» GIVEN EXERCISE
Arrange the lines below as a JSON list of strings, one string per line, omitting any blank lines. Leave the pictures out of your answer.

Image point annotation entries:

● ● ● ● ●

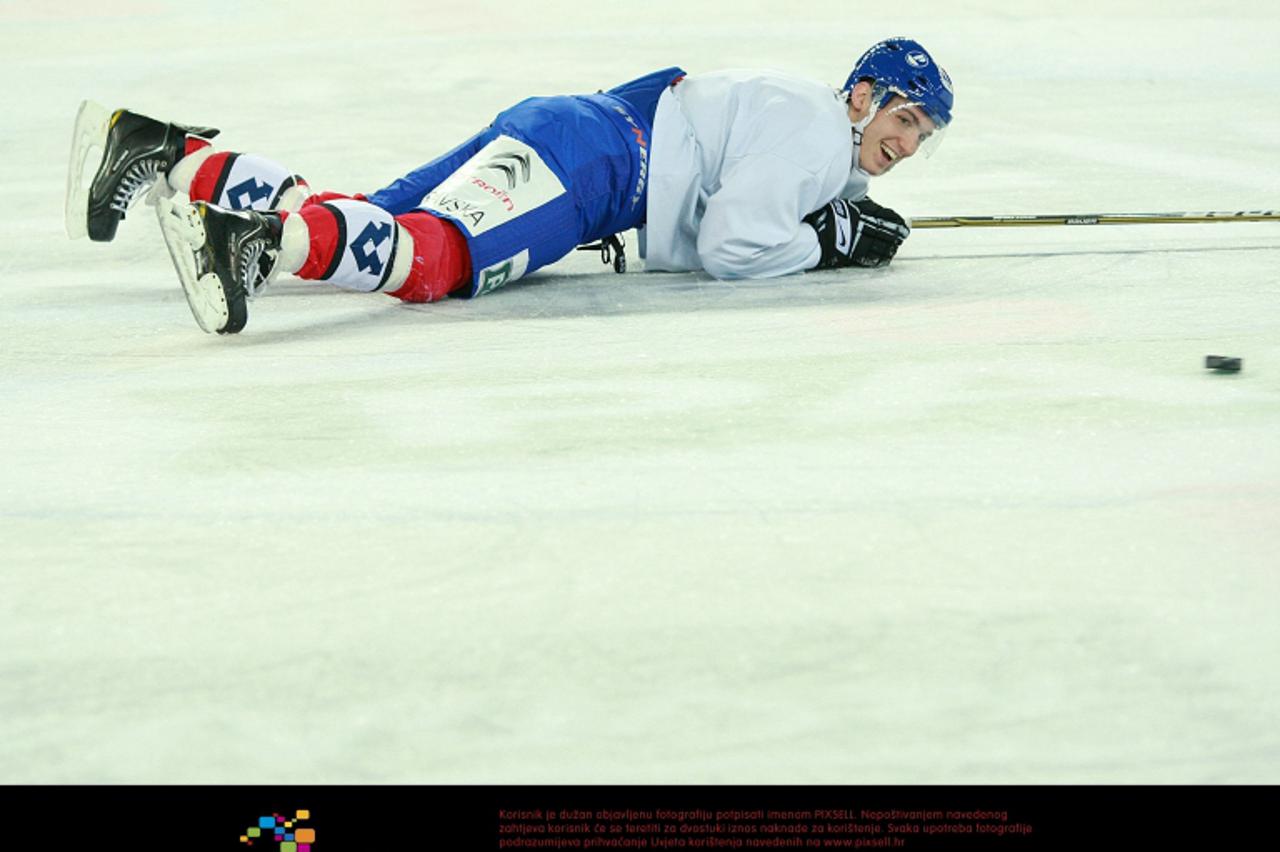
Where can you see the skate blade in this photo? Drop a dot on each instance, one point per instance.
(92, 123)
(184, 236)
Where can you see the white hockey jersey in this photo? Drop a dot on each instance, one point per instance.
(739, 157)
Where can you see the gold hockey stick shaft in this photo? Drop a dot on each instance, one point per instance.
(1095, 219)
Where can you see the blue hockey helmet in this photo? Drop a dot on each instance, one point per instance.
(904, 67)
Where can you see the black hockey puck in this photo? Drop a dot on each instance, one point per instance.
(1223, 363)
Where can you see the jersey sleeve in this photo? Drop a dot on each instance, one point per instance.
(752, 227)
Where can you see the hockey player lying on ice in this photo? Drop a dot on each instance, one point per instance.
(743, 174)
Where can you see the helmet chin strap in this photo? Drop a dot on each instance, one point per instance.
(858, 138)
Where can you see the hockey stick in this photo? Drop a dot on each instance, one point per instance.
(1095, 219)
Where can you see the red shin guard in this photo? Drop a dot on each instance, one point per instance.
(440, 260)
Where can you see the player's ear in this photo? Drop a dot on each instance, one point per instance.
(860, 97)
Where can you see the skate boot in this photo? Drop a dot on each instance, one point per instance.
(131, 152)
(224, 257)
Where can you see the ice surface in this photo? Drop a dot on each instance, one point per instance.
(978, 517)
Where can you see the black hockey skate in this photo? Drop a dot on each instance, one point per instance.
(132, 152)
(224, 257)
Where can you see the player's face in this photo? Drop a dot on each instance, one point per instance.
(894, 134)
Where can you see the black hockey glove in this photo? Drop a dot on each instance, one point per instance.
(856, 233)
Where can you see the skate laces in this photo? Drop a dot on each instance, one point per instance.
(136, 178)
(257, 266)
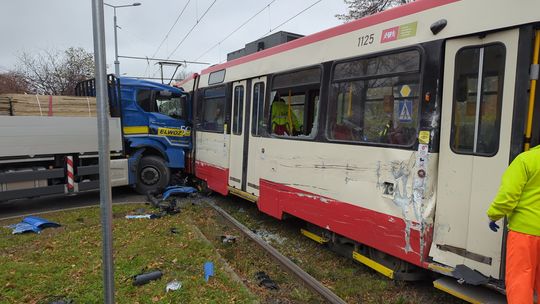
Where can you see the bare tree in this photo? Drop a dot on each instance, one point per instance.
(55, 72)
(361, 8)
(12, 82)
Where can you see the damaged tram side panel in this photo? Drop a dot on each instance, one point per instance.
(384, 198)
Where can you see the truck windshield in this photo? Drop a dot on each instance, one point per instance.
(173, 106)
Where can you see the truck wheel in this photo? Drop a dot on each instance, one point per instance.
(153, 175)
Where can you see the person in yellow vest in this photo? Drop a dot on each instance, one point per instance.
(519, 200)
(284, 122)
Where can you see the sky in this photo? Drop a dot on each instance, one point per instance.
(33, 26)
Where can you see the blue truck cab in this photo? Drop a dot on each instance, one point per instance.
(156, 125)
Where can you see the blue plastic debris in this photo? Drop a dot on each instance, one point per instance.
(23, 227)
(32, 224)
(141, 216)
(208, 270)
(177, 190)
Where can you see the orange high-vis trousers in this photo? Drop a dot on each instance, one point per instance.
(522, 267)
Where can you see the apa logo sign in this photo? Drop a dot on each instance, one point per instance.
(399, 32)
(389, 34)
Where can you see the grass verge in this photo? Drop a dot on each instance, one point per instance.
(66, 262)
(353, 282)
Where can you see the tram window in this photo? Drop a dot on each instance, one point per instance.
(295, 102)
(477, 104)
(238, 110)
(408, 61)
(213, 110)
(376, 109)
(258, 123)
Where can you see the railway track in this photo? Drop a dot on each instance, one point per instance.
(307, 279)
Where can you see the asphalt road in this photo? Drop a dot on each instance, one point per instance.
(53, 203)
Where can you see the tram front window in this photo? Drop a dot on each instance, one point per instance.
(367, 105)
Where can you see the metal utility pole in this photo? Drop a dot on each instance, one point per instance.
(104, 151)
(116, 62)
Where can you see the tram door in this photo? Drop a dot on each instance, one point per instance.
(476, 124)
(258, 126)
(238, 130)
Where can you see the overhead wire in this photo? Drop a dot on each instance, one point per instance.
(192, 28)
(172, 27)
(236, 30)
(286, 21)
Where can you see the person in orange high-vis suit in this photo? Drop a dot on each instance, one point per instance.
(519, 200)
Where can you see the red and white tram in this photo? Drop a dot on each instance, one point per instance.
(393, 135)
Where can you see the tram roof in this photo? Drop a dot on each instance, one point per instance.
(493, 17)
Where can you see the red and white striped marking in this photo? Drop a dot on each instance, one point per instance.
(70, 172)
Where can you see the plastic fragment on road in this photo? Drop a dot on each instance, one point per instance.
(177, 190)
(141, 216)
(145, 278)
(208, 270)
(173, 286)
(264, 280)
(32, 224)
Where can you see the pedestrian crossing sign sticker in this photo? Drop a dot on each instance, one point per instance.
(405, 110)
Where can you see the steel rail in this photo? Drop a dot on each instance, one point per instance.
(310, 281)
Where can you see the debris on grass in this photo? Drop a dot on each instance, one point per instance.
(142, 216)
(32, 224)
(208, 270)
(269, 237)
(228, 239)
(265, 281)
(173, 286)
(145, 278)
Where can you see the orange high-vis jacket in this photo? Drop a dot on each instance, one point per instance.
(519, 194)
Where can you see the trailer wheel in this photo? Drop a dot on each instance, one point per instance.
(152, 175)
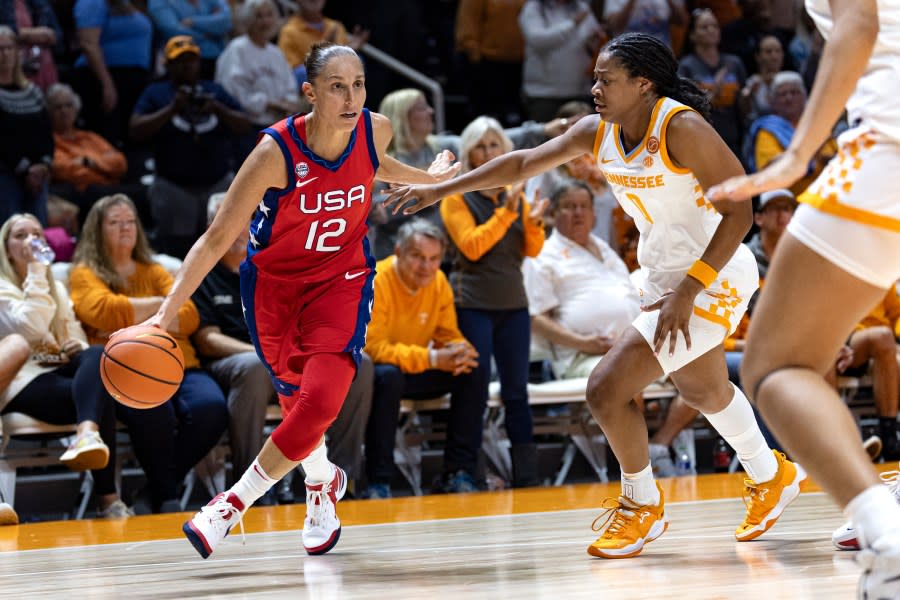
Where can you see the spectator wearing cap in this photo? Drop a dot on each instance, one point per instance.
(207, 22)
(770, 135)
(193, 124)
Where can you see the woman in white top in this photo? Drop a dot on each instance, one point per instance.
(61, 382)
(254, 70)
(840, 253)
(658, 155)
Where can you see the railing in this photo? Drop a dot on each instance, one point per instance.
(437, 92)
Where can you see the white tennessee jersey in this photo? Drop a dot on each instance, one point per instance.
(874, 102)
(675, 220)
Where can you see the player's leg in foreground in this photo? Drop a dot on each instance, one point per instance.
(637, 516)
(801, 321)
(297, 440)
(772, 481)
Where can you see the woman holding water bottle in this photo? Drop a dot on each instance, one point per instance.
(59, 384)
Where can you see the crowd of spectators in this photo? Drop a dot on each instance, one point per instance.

● ● ● ● ●

» FULL SOLUTION
[
  "Where can you see the skate blade in this photo? Drop a dot on each instance, one point per instance.",
  "(92, 123)",
  "(184, 236)",
  "Where can you see the white hockey jersey in this photo? Drop a dot on each instance, one point per instance.",
  "(739, 157)",
  "Where can you see the gold hockey stick shaft in this photo? Drop a dot on each instance, one point per instance.",
  "(1095, 219)",
  "Where can you see the blue hockey helmet in this photo? Drop a dot on each instance, one point per instance.",
  "(904, 67)",
  "Where can you see the black hockey puck in this photo? Drop a dot on each instance, one point per instance.",
  "(1223, 363)",
  "Where can you see the jersey sleeve in this photo? Drop a dot on each instance, one point per instance.",
  "(752, 227)",
  "Where can you see the hockey player lying on ice in this photo? Drop a dot on each instance, one point per instance.",
  "(743, 174)",
  "Where can you see the helmet chin strap in this photo? Drop a dot on each instance, one point per instance.",
  "(858, 138)",
  "Where can you see the hockey stick in this photo? Drop a dot on each instance, one point per instance.",
  "(1095, 219)",
  "Where can you see the red shin guard in this photo? Drop a dot on each instance, one point per instance.",
  "(440, 260)",
  "Where can you see the player's ear in this photo? Drop a dot on each instance, one point per instance.",
  "(860, 97)",
  "Where can you see the skate boot in this photo? Drop a dot on each instance, one point per instance.",
  "(131, 152)",
  "(224, 257)",
  "Where can you see the ice surface in this photo? Drop a dot on each instance, one point per instance.",
  "(978, 517)",
  "Where can you see the black hockey skate in this photo? Drop a dot on each instance, one point per instance.",
  "(132, 152)",
  "(224, 257)",
  "Where can you see the player's face in this photo? Drop a dot on each instance, one point per instance.",
  "(894, 134)",
  "Where can you see the black hockey glove in this photo? Drop a dot on each instance, one point per instance.",
  "(856, 233)",
  "Where can you see the skate laces in this photo? Drop a dot on each instance, one point per instance.",
  "(136, 178)",
  "(257, 266)",
  "Where can you see the bare tree in this photo? Drop a dot on each instance, one point per instance.",
  "(55, 72)",
  "(361, 8)",
  "(12, 82)",
  "Where can you see the damaged tram side panel in this photo? Drop a dot on each instance, one point per instance.",
  "(384, 198)",
  "Where can you see the truck windshield in this photo? Drop a dot on each instance, one point per instance.",
  "(173, 106)",
  "Where can you see the truck wheel in this photo? Drop a dot on each instance, one point per instance.",
  "(153, 175)",
  "Where can you see the person in yellow vest in this photo? Drop a dot on each instance, one point per instance.",
  "(519, 200)",
  "(284, 122)",
  "Where can you see the sky in this photo? Drop a dot on each instance, one point per instance.",
  "(33, 26)",
  "Where can you see the blue truck cab in this photo? Drop a dot on each instance, one point per instance.",
  "(156, 125)",
  "Where can you see the blue plastic debris in this photo? Drop a dot on each instance, one point per instance.",
  "(23, 227)",
  "(32, 224)",
  "(141, 216)",
  "(208, 270)",
  "(177, 190)",
  "Where can you see the orange high-vis trousers in this photo? Drop a dot on each instance, one point per instance.",
  "(522, 267)",
  "Where can you see the apa logo sign in this photo? Drop a dot on each instance, one point per instance.",
  "(399, 32)",
  "(389, 34)",
  "Where can you see the grass verge in this photo? Drop a dot on each instance, one point per instance.",
  "(66, 262)",
  "(353, 282)",
  "Where can you see the tram window in this photo? Drop a dot on each instance, one point per instance.",
  "(295, 102)",
  "(477, 104)",
  "(238, 110)",
  "(408, 61)",
  "(213, 110)",
  "(376, 109)",
  "(258, 123)",
  "Where can you see the railway track in this photo? Drop a dot on each instance, one point per instance.",
  "(307, 279)",
  "Where can you see the asphalt road in this photo? Drop a dot on each instance, one point per instance.",
  "(53, 203)",
  "Where can you see the tram front window in this photo? Drop a dot on each instance, one point per instance.",
  "(367, 105)",
  "Where can you see the metal utility pole in this photo? Drop a dot on each instance, one point per instance.",
  "(104, 151)",
  "(116, 62)",
  "Where can you see the tram door in this photo? Drop a dot on each instance, one point per instance.",
  "(476, 124)",
  "(258, 126)",
  "(238, 130)",
  "Where can you see the overhead wire in this photo? Drop a dot on each instance, one point per instance.",
  "(192, 28)",
  "(172, 27)",
  "(236, 30)",
  "(286, 21)",
  "Where can you see the person in orange high-vis suit in this photo? Drop a dot on each instance, one point per instance.",
  "(519, 200)",
  "Where can you see the red and white tram in this photo? Drop a dot on each instance, one point per instance.",
  "(393, 135)",
  "Where can you see the tram roof in this photo? Drop a dot on each instance, one point per instance.",
  "(493, 17)",
  "Where can you see the red and white striped marking in this photo? Drop a dot on each instance, one point per instance.",
  "(70, 172)",
  "Where can you see the plastic fragment on road in this photo? Drop a dot on each instance, one point per instance.",
  "(177, 190)",
  "(141, 216)",
  "(145, 278)",
  "(208, 270)",
  "(173, 286)",
  "(264, 280)",
  "(32, 224)",
  "Where can you see the pedestrian crossing sign sticker in this photo? Drop a dot on each instance, one point per instance.",
  "(405, 110)",
  "Where can you see the steel rail in this photo? Drop a dot on each instance, one point per instance.",
  "(310, 281)",
  "Where can you see the debris on grass in this photo? Drop a dot on each instance, one point per instance.",
  "(142, 216)",
  "(32, 224)",
  "(208, 270)",
  "(269, 237)",
  "(228, 239)",
  "(265, 281)",
  "(173, 286)",
  "(145, 278)",
  "Where can you see the orange high-vis jacket in this photo? Drop a dot on each instance, one point per instance.",
  "(519, 194)",
  "Where can you see the trailer wheel in this photo? Drop a dot on each instance, one point per instance.",
  "(152, 175)",
  "Where can you see the spectator wearing cap in this photo? Drop a dot on each instance, one point per instance.",
  "(207, 22)",
  "(770, 135)",
  "(193, 124)",
  "Where can you see the woman in white top in this photo? Drop a dot on each instance, one point per instance.",
  "(61, 382)",
  "(254, 70)",
  "(840, 253)",
  "(658, 155)",
  "Where can you see the railing in this photo? Drop a dot on each instance, one point per instance.",
  "(437, 92)",
  "Where can you see the white tennessee jersey in this photo? Drop a dot on each instance, one point per instance.",
  "(874, 102)",
  "(675, 220)",
  "Where can you see the player's leg in foreground in this photo? Drop a dot on each instance, one point per instance.",
  "(637, 516)",
  "(801, 321)",
  "(297, 440)",
  "(772, 481)",
  "Where can you see the woman holding water bottle in this photo? Drop a dot on each instance, one point per instance.",
  "(59, 384)",
  "Where can you see the crowd of spectators in this photo? Drop a dot on each instance, one point per instance."
]